_DO THIS_
Reproduce, word for word, every line starting at the line that contains "Spot the metal" and ending with the final line of the entries.

** Start **

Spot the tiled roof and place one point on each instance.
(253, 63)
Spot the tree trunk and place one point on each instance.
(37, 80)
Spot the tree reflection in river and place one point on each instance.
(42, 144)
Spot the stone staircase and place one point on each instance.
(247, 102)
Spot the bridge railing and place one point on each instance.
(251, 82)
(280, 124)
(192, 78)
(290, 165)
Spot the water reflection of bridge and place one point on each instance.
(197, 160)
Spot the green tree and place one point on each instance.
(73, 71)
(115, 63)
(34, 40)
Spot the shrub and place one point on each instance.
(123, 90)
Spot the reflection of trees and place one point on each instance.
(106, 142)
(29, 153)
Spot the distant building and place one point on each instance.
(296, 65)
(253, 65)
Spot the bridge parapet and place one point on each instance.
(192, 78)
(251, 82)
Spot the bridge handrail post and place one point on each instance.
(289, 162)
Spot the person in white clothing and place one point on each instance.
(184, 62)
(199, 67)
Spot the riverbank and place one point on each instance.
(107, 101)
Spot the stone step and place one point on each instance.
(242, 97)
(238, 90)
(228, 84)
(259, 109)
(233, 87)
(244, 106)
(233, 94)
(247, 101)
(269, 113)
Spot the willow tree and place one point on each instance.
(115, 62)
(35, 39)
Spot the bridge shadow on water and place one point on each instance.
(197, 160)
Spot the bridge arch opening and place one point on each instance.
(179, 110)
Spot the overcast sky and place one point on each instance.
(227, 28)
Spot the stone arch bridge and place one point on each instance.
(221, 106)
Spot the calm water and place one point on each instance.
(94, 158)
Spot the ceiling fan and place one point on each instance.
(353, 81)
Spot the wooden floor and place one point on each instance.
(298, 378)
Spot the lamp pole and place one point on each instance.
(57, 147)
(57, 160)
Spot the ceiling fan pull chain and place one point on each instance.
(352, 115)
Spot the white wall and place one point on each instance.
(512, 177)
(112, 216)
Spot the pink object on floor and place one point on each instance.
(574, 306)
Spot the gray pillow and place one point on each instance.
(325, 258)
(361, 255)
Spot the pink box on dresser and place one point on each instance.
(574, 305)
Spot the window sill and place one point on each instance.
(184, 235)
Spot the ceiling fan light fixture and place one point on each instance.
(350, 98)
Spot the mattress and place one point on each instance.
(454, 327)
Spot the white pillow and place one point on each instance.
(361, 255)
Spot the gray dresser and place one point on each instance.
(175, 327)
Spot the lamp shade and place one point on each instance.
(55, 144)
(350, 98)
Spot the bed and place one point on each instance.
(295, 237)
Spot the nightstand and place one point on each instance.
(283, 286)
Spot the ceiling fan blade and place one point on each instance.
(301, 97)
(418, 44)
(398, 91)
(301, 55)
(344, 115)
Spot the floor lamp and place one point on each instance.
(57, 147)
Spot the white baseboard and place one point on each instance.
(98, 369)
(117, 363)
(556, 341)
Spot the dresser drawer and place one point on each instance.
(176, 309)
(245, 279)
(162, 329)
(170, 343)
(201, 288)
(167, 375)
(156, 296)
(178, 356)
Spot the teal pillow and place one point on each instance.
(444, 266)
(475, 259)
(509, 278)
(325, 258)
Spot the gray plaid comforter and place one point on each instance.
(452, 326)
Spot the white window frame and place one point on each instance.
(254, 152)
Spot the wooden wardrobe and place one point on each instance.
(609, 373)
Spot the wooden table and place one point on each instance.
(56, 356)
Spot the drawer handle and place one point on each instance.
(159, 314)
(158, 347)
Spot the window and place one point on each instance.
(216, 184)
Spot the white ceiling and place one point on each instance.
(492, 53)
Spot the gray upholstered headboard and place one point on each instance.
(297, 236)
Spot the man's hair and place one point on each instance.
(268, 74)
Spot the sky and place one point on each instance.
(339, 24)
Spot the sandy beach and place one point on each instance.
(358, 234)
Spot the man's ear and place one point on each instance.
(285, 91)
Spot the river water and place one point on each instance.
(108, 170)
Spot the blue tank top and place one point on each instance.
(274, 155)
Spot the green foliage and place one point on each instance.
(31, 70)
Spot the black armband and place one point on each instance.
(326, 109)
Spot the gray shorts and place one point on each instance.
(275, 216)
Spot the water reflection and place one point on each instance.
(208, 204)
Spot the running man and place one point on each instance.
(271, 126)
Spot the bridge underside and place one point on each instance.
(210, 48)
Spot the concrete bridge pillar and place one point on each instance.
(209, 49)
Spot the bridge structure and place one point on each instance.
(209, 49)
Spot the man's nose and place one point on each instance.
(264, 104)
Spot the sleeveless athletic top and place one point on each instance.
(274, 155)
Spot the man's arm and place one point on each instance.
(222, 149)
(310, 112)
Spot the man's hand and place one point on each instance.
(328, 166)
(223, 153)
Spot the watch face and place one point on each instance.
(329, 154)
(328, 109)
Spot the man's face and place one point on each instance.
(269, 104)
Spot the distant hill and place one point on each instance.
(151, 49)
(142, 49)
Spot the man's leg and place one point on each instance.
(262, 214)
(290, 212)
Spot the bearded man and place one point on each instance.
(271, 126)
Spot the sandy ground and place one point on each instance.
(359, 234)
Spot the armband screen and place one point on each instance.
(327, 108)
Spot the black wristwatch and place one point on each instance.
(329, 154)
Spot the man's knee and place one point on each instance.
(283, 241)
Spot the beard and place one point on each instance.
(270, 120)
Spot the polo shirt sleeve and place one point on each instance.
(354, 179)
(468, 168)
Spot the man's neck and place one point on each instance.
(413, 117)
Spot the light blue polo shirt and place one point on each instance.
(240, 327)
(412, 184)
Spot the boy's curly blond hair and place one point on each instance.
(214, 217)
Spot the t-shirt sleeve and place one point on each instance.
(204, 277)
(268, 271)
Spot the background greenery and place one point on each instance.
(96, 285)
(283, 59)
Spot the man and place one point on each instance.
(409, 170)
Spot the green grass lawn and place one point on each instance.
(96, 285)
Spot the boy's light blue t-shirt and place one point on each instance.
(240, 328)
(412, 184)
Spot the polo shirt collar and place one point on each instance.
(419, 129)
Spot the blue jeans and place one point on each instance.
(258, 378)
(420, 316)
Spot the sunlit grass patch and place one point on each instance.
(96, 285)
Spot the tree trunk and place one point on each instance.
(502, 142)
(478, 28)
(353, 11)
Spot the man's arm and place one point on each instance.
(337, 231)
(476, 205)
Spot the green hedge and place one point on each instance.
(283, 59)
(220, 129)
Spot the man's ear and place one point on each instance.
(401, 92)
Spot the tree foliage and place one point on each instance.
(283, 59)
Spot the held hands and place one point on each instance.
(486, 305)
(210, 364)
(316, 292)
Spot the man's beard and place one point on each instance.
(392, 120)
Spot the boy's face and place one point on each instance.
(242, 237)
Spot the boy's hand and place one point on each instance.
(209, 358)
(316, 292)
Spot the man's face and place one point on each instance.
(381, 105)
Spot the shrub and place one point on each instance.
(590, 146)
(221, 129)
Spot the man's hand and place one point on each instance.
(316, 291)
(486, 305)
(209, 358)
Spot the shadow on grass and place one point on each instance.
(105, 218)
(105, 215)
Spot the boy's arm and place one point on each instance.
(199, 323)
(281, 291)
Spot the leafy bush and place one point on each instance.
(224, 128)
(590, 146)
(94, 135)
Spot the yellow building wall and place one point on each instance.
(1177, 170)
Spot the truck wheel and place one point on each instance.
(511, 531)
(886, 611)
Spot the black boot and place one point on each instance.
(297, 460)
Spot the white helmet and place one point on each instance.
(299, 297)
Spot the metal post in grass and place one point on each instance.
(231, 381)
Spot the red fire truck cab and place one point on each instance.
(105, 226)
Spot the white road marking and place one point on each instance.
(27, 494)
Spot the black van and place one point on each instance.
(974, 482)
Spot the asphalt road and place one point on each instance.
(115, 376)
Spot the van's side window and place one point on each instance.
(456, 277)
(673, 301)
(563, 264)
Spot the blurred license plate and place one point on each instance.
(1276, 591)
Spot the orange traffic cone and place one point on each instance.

** End **

_OUTPUT BELOW_
Spot the metal post in grass and place one point on each instance.
(231, 381)
Spot the red fire truck cab and place one point on each instance.
(105, 226)
Spot the white road marking and place one point on each instance.
(27, 494)
Spot the black van and place one point on each instance.
(974, 482)
Spot the asphalt road and place one point on each instance.
(115, 376)
Spot the van's side window and place one point on each instance.
(456, 277)
(673, 301)
(563, 264)
Spot the blurred license plate and place one point on each instance.
(1276, 591)
Spot the orange traffic cone and place one point on each instance.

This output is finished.